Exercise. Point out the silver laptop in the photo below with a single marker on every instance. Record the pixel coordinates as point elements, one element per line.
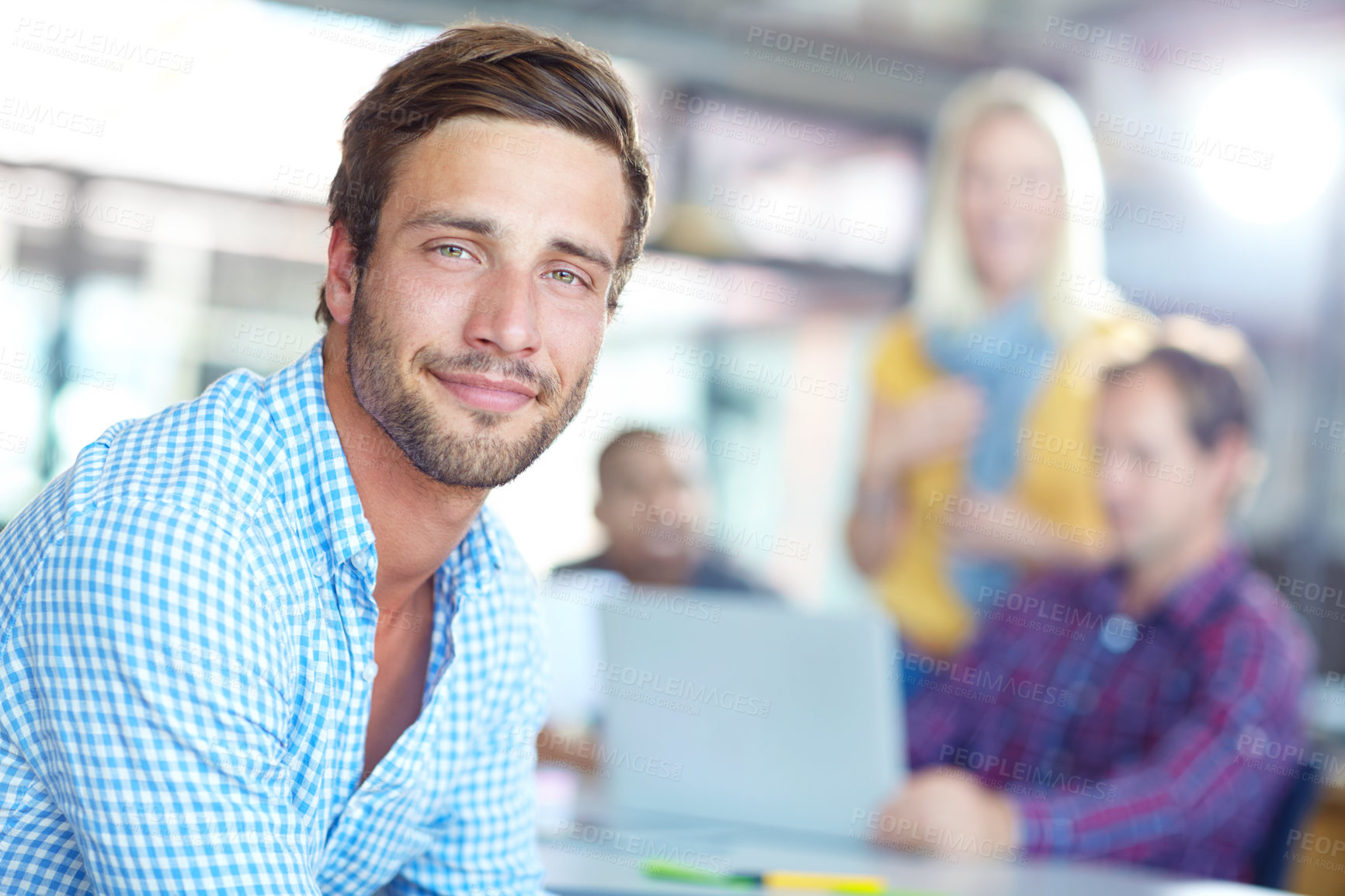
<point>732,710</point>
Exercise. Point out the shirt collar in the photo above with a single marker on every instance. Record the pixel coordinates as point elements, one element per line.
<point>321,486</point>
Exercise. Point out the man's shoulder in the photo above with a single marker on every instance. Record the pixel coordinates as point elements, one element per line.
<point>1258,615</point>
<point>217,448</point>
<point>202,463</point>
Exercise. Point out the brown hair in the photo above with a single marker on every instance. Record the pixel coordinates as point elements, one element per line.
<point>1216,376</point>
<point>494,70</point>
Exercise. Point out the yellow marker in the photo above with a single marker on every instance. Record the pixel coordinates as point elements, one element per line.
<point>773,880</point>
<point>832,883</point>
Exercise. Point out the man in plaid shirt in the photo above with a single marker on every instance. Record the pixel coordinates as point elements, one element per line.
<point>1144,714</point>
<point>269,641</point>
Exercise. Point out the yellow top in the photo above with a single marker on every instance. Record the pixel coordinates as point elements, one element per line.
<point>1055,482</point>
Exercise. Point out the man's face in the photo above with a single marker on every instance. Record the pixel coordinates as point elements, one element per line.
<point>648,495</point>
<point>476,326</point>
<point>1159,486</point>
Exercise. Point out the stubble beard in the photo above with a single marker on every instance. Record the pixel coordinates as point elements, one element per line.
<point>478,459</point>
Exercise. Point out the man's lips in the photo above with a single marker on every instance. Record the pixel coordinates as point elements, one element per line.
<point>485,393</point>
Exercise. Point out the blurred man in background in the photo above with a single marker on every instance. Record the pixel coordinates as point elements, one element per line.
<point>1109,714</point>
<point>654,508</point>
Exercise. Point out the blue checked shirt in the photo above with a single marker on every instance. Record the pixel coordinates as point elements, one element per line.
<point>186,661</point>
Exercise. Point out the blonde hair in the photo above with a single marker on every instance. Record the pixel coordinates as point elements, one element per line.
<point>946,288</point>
※ ※ ※
▶ EXERCISE OBJECTIVE: Write out the entries above word for word, from their first line up to and including the line with "<point>1055,482</point>". Omit the pictures from your copy.

▶ COMPLETED TASK:
Exercise. Point out the silver laptop in the photo below with a single marker on every instance. Record the pixel coordinates as point elements, one element per line.
<point>732,710</point>
Exercise. Point out the shirt collar in the photo above with a single marker on every instance. Record the pixel coordinates as point elements, one element per line.
<point>321,486</point>
Exercise. Point out the man's shoulder in the photo above with a single marker on every instance. Record the pixel coordinates as point elements, one element per line.
<point>1258,615</point>
<point>217,448</point>
<point>202,463</point>
Exercise. Point out the brown hair in the photo above with a single marker on every instance. Record the pixel coordinates as point elements, one element per line.
<point>1216,376</point>
<point>494,70</point>
Exercise. Point out the yellow marker in the photo above with a single marker on every instance. Record the pixel coordinates as point elements, one element per line.
<point>773,880</point>
<point>832,883</point>
Exercise. Point out the man in plaid shirt in the photo above with a single marker on every instance. Record the pixel coordinates as point elements, one element per line.
<point>1144,714</point>
<point>269,641</point>
Exercise. Point out the yellow top in the photo above with a single marker on every instance. Record the pixel coordinates as point elements, one element per line.
<point>1055,482</point>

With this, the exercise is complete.